Exercise ->
Answer these questions from the article about the Sunburnt Car:
1. For which car servicing company was the Sunburnt Car campaign created?
2. What percentage of Australians believe they are protected from the sun while in a car?
3. What is the name of the TBWA creative director quoted in the article?

Document text ->
------------------------
Australian creative agency TBWA\Eleven and creature effects designers Odd Studio have upholstered a car in human-like skin that reddens in the sun, aiming to raise awareness about the dangers of UV exposure while driving.
Designed to look uncannily realistic, the Sunburnt Car features a dashboard, interior panelling and seats crafted from silicone “skin” with colour-changing ink that responds to ultraviolet light.
Hair, freckles and moles – some of them suspiciously shaped as if they could be cancerous – add disconcerting levels of detail.
The Sunburnt Car is upholstered in human-like silicon skin
TBWA\Eleven created the Sunburnt Car as part of a campaign for national car servicing company mycar Tyre & Auto, which every year does a “people first” initiative tackling an issue facing Australian drivers.
This year, TBWA\Eleven worked with them to choose in-car sun safety – a significant public health issue in Australia, which has the highest skin cancer rates in the world due to its high UV radiation levels and fair-skinned population.
“The idea was to make the invisible UV risk we take every day visible in an unignorable – and frankly, unhinged – way,” said TBWA creative director Simon Hayes.
The silicon is coated with photochromic inks that change colour in the sun
While sun safety awareness outdoors is high among Australians, this typically does not extend to car trips.
According to research conducted as part of the campaign, 70 per cent of Australians believe they are protected from the sun while in the car, even though car windows do not block all UV rays.
According to Hayes, once the team at TBWA/Eleven had the idea to reupholster a car in realistic skin, they couldn’t get it out of their heads.
The car is intended to raise awareness about skin cancer risk
“We knew we had a tight media budget, so we needed something unignorable to make our public health education message hit, but then also be shared,” Hayes told Dezeen.
------------------------
Given entries ->

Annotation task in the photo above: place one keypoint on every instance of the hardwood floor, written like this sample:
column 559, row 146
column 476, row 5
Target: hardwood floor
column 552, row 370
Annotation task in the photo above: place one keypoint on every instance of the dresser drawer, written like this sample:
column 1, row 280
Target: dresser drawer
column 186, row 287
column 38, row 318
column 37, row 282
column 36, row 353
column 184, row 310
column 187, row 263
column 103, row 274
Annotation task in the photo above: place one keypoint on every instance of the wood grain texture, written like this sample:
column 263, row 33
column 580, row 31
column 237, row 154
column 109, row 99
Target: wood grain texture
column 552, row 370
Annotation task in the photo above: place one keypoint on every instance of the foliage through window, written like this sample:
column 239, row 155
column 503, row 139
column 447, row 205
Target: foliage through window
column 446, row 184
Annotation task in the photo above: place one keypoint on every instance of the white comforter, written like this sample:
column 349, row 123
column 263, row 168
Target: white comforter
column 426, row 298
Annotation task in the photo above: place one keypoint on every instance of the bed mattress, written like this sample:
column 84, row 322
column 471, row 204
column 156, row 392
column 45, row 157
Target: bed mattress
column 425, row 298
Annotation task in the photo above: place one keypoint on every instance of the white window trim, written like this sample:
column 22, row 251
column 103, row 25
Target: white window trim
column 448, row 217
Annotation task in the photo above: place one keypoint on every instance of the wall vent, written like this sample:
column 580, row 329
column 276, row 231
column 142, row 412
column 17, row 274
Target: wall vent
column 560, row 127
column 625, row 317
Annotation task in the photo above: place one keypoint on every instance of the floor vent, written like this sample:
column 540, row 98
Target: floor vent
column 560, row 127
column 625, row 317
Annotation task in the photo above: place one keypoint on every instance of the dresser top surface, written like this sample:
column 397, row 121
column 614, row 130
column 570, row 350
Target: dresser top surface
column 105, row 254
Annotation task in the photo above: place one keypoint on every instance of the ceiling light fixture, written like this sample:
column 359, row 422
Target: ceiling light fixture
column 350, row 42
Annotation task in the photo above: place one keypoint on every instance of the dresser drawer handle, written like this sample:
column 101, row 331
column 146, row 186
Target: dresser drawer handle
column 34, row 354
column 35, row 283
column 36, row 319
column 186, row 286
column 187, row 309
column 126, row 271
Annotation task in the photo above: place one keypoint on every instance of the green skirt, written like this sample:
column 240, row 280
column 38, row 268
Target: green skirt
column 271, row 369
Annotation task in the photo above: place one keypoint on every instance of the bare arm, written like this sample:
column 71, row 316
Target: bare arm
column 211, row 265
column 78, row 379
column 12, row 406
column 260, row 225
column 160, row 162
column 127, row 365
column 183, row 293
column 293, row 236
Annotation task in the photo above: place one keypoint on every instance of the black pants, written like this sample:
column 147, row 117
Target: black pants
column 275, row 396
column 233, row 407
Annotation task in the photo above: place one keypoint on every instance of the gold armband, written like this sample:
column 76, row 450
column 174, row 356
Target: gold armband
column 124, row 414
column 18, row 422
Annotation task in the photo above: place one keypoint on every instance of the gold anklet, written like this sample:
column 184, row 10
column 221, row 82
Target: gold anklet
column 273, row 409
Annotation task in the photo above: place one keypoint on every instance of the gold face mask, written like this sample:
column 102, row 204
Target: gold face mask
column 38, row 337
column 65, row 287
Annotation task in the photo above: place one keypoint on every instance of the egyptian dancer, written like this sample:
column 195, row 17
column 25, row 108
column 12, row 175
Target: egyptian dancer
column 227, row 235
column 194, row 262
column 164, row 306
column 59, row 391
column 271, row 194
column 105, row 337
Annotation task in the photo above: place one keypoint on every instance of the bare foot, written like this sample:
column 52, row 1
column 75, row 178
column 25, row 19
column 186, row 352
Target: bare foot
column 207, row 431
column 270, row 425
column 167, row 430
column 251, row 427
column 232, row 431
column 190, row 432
------------------------
Expected answer ->
1. mycar Tyre & Auto
2. 70 percent
3. Simon Hayes